Records from a data source:
▼

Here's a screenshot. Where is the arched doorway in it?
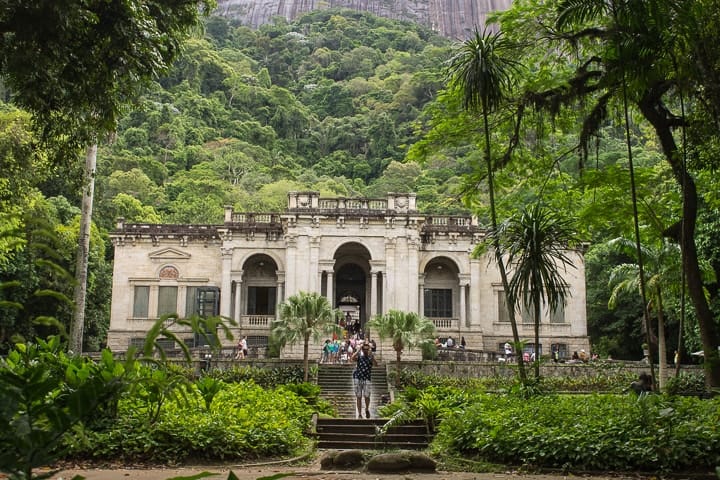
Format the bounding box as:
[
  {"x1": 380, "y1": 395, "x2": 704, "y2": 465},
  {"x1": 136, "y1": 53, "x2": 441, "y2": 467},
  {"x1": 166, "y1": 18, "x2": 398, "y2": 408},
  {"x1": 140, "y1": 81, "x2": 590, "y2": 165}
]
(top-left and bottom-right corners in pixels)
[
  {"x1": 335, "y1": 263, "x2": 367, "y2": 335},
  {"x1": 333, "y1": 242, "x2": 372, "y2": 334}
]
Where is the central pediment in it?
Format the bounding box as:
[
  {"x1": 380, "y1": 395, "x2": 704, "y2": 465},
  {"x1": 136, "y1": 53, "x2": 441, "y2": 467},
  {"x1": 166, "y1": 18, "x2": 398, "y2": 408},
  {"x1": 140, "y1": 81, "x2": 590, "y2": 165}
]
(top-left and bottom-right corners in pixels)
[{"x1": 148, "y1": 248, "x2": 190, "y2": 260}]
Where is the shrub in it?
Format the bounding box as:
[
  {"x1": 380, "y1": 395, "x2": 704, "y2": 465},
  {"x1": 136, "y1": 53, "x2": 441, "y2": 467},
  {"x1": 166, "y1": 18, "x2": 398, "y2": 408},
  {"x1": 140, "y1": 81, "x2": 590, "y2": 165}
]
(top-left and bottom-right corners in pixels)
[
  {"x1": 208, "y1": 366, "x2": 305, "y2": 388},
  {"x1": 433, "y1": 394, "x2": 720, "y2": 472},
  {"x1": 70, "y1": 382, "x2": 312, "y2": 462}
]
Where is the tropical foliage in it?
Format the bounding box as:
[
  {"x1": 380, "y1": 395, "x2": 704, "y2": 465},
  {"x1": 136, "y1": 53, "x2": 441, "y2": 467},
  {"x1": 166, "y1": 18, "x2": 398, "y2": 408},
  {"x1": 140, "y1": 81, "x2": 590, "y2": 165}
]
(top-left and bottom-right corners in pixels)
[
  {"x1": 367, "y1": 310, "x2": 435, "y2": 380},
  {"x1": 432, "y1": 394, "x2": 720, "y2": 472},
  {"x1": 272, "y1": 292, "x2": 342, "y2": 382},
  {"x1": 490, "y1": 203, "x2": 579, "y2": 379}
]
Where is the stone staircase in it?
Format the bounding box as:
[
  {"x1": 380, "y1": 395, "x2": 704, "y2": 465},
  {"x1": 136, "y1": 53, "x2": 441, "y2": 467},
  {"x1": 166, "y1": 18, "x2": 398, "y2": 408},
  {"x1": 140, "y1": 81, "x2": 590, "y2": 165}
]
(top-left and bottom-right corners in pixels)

▲

Problem to solve:
Quote every line of the records above word for word, leaving out the pictures.

Result of the task:
Here's a screenshot. Where is the arched doorway in it?
Format the bounding box as:
[
  {"x1": 380, "y1": 395, "x2": 704, "y2": 465},
  {"x1": 136, "y1": 53, "x2": 441, "y2": 467},
  {"x1": 166, "y1": 18, "x2": 398, "y2": 408},
  {"x1": 140, "y1": 81, "x2": 590, "y2": 165}
]
(top-left and bottom-right corners in pixels)
[
  {"x1": 335, "y1": 263, "x2": 367, "y2": 335},
  {"x1": 333, "y1": 242, "x2": 372, "y2": 334}
]
Where is the central pediment in it?
Format the bounding box as:
[
  {"x1": 380, "y1": 395, "x2": 704, "y2": 465},
  {"x1": 136, "y1": 53, "x2": 441, "y2": 467},
  {"x1": 166, "y1": 18, "x2": 398, "y2": 408},
  {"x1": 140, "y1": 81, "x2": 590, "y2": 165}
]
(top-left and bottom-right corners in pixels)
[{"x1": 148, "y1": 248, "x2": 190, "y2": 260}]
Where is the shrub in it?
Format the bounding box as:
[
  {"x1": 380, "y1": 395, "x2": 704, "y2": 465},
  {"x1": 136, "y1": 53, "x2": 441, "y2": 467},
  {"x1": 166, "y1": 18, "x2": 398, "y2": 408},
  {"x1": 140, "y1": 81, "x2": 590, "y2": 165}
]
(top-left and bottom-right corners in pixels)
[
  {"x1": 208, "y1": 366, "x2": 305, "y2": 388},
  {"x1": 433, "y1": 394, "x2": 720, "y2": 472},
  {"x1": 70, "y1": 382, "x2": 312, "y2": 462}
]
Where is the tropical foliage in it?
Format the bounding box as:
[
  {"x1": 380, "y1": 395, "x2": 704, "y2": 465},
  {"x1": 136, "y1": 53, "x2": 441, "y2": 467},
  {"x1": 166, "y1": 18, "x2": 398, "y2": 408},
  {"x1": 140, "y1": 81, "x2": 590, "y2": 165}
]
(top-left and bottom-right corners in pixels)
[
  {"x1": 367, "y1": 310, "x2": 435, "y2": 380},
  {"x1": 432, "y1": 394, "x2": 720, "y2": 472},
  {"x1": 272, "y1": 292, "x2": 342, "y2": 382},
  {"x1": 490, "y1": 203, "x2": 579, "y2": 379}
]
Where is the stone staircase in it?
Format the bounding box as:
[
  {"x1": 380, "y1": 395, "x2": 704, "y2": 465},
  {"x1": 136, "y1": 53, "x2": 441, "y2": 467},
  {"x1": 166, "y1": 18, "x2": 398, "y2": 408},
  {"x1": 140, "y1": 81, "x2": 590, "y2": 165}
]
(top-left and bottom-right corners in pixels)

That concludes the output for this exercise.